**Raw data:**
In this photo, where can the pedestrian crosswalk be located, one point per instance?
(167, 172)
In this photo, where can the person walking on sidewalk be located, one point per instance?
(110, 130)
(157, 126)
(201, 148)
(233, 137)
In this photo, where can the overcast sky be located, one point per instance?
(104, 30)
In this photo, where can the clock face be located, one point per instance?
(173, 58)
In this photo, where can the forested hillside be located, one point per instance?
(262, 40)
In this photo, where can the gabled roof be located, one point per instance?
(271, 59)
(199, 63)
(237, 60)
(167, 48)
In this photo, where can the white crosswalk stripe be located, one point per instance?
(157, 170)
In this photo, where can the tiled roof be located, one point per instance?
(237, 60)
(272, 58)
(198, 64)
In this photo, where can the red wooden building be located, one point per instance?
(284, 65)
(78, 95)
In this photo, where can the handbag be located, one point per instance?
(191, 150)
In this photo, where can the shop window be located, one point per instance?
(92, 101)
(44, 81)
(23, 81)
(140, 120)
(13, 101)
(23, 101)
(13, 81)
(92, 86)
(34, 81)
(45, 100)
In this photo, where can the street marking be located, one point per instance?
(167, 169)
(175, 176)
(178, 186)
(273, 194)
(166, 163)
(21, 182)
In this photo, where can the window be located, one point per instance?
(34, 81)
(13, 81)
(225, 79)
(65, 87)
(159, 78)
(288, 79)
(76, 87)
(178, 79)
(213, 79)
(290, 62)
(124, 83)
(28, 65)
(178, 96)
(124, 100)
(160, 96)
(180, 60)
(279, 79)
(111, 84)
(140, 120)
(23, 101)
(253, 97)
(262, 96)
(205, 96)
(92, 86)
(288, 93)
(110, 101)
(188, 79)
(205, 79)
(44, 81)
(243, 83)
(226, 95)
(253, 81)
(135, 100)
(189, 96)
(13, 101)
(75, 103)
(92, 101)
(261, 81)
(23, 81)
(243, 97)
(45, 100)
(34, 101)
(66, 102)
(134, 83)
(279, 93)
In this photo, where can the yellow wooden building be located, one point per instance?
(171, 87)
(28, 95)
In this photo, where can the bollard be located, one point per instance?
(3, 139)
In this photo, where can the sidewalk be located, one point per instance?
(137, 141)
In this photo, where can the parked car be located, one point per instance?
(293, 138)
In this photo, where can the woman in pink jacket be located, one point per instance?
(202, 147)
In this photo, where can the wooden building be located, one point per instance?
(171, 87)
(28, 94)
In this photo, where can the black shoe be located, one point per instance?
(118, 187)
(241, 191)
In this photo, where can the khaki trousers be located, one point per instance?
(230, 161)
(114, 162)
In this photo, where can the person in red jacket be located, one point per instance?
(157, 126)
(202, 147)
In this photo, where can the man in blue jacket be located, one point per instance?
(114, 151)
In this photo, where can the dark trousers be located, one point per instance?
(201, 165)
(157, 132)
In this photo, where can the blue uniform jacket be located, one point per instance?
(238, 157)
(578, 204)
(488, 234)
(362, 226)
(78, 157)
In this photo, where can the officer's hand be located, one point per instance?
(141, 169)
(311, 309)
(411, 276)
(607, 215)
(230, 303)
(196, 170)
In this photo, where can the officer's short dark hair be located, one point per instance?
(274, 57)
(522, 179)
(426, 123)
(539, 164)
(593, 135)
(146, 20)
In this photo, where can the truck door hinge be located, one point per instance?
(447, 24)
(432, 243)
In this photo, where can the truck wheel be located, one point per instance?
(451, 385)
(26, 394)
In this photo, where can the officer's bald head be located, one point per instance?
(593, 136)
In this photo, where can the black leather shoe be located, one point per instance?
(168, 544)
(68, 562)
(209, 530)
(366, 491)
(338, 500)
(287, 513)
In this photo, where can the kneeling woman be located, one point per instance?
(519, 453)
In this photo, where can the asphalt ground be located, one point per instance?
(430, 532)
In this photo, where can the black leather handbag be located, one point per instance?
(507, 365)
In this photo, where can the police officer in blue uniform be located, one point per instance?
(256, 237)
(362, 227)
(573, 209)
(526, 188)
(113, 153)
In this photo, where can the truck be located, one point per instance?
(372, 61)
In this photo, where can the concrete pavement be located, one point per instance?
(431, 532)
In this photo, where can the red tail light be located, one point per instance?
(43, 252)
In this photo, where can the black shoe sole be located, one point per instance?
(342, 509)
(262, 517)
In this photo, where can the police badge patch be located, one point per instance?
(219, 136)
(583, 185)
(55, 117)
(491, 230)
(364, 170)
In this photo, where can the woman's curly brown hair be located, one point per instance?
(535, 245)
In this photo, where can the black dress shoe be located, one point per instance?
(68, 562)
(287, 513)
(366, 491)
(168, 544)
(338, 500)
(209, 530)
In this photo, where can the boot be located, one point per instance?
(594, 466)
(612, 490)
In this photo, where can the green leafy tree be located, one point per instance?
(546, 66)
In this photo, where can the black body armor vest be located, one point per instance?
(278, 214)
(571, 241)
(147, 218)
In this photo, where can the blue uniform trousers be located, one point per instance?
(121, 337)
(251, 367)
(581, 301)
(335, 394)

**Exercise details:**
Scale the part of the entries that opens with the line containing "In this photo, where can the truck be" and runs through the end of the entries, writing out every line in that part, with each point coordinate in the answers multiplied by 2.6 and rounded to a whole number (halves round up). Leave all other lines unchanged.

**Solution to this problem:**
In this photo, where can the truck be located, one point per instance?
(967, 159)
In this photo, where can the concrete pavement be located, one point per instance?
(1121, 1383)
In this photo, where can the red tail light be located, one point per instance?
(112, 655)
In this photo, where can the black shoe sole be located, one point per instance?
(889, 1323)
(681, 1344)
In this photo, where can the police badge patch be located, one point per instance?
(569, 354)
(1516, 481)
(143, 304)
(1277, 598)
(946, 442)
In this photo, where can the woman's curly brown hair be located, one point per instance?
(1391, 637)
In this photo, where can the black dress shoe be located, one point per instance?
(177, 1461)
(746, 1334)
(952, 1277)
(437, 1414)
(879, 1300)
(543, 1378)
In this photo, where can the boot be located, one point per instance?
(1544, 1212)
(1591, 1274)
In this photo, where can the green leafy tree be located, one point per instance?
(1420, 172)
In this photo, where can the black body armor vest be located, one point per instance?
(723, 556)
(1485, 627)
(382, 567)
In this photo, where can the blue uniform trousers be located, one point per instance?
(315, 876)
(653, 954)
(1511, 783)
(871, 1024)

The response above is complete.